▶ EXCERPTED TEXT
* * * * * * * * *

(Written: Oct 23, 2004)
This page documents how I installed SE Linux on my Debian/Testing with a custom 2.6.6 kernel. It shall help other people trying the same.
SE Linux is a set of tools and kernel patches (Kernels since 2.6.0-test3 (?) already include SE Linux support by NSA, it only needs to be enabled) that implement a mandatory access control. In short, it gives you much more flexible access control than the default unix access control system, you can specifiy much more exactly what a process or user can or cannot do. The default policy is quite restrictive. According to some people it's well suitable for internet servers running few specialized services that need enhanced security while it's perhaps to restrictive for a normal desktop user and the policy is to complicated to manage for large application servers. But some people might have a different opinion and you'd best ask a specialist. See SELinux FAQ for more.
What a user can or cannot do is determined by his unix security id (uid, gid) and SE Linux security context and the policy. Security context has the form identity:role:domain - domain is a subset of so called types. Identity is username or a default id (user_u, system_u etc.) if no usernames are specified in the file $POLICY/users and compiled into the policy. Both security models - unix and SE Linux - work at parallel (if set so) thus the user must satisfy both of them. To be able to do root stuff you must both become root with su - root that will preserve your security context (most probably aUserName:user_r:user_t) and gain the sysadm_r with newrole -r sysadm_r. Of course you must be allowed to gain that role in $POLICY/users. Note: domain is a type of the process being run (bash, su...) thus it changes quite often as opposed to role.

* * * * * * * * *

(Data listing)
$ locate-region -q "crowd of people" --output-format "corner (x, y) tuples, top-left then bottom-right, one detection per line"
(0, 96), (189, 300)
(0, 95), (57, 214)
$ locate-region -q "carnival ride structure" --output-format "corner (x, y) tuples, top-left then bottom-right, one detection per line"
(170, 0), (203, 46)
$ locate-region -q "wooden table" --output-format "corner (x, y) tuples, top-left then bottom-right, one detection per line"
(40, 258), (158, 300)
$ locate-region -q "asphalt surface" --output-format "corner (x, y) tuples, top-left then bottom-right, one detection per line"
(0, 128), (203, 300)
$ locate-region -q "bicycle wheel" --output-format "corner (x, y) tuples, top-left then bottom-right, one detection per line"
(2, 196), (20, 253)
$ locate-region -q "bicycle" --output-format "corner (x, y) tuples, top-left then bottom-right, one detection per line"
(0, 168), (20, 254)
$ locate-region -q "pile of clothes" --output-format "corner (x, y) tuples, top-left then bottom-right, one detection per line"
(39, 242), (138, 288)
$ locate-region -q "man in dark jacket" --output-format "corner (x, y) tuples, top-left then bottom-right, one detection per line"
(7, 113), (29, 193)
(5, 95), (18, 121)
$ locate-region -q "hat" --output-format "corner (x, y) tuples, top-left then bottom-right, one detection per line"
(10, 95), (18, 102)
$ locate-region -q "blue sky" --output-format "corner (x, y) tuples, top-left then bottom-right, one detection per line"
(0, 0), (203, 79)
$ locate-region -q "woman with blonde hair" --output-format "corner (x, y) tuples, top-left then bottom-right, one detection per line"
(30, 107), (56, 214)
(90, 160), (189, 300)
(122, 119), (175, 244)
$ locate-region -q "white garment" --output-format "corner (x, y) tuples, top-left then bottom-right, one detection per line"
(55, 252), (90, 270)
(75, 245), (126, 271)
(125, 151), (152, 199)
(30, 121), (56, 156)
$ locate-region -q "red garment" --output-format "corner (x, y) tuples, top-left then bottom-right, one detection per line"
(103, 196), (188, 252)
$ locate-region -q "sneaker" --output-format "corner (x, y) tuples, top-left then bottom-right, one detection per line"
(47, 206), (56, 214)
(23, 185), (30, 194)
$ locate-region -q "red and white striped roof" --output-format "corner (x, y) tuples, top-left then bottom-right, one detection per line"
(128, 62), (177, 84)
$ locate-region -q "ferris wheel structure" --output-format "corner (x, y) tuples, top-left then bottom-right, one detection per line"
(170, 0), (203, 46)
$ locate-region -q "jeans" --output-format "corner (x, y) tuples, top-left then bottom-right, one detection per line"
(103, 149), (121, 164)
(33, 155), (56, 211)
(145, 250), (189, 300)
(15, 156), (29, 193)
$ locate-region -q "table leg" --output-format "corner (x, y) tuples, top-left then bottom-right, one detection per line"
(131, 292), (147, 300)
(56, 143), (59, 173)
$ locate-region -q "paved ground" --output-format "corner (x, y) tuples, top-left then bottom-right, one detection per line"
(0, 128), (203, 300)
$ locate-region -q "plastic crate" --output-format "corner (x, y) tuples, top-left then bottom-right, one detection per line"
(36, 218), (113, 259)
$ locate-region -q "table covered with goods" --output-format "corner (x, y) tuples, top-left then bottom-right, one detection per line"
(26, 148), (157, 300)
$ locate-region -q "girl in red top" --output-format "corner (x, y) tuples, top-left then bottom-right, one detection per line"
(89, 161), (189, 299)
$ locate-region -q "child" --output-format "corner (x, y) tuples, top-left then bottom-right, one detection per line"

* * * * * * * * *

▶ GOALS
1. From the SE Linux installation notes, extract the passage that opens with the words containing "SE Linux is" and closes with "FAQ for more.".
2. Continue the notes on installing SE Linux from where they stop.

▶ RESPONSES BY TASK
1.
SE Linux is a set of tools and kernel patches (Kernels since 2.6.0-test3 (?) already include SE Linux support by NSA, it only needs to be enabled) that implement a mandatory access control. In short, it gives you much more flexible access control than the default unix access control system, you can specifiy much more exactly what a process or user can or cannot do. The default policy is quite restrictive. According to some people it's well suitable for internet servers running few specialized services that need enhanced security while it's perhaps to restrictive for a normal desktop user and the policy is to complicated to manage for large application servers. But some people might have a different opinion and you'd best ask a specialist. See SELinux FAQ for more.

2.
The 'access rights' are determined by the policy, which can only be changed by an administrator (the role sysadm_r), and si applied to the filesystem (FS) by make relabel or to a part of the FS by setfiles. If you want to change it you need to edit some files in $POLICY (?), e.g. 'users' to change roles available to particular users and then you've to recompile and reload the policy. Thus, as opposed to some other security models, ordinary users cannot change 'access rights' of their own files.
$POLICY/users
determines what roles are available to what user. The user 'kuba' cannot gain
any other role than those allowed for him, even if he su - root he
won't be able to gain sysadm_r unless $POLICY/users contains the line
'user kuba roles { user_r sysadm_r };'. That's because his uid
changed to 0, but SE Linux still remebers that he is kuba and not root. There
shall be a sample file in $POLICY.
/etc/selinux/contexts/default_contexts determines the
default context set after such operations such as a user login and ssh user
login. The default contexts says which of his available roles shall a user
gain after the action. If there is 'user kuba roles { user_r staff_r
sysadm_r };' in $POLICY/users (which is normal for those who shall
have access to root rights) we can set whether he shall become
kuba:user_r:user_t or kuba:staff_r:staff_t or kuba:sysadm_r:sysadm_r when he
logs in. The default_contexts can be changed without the need to recompile
the policy. You can set your prefered roles (only those available to you) in
$HOME/.default_contexts.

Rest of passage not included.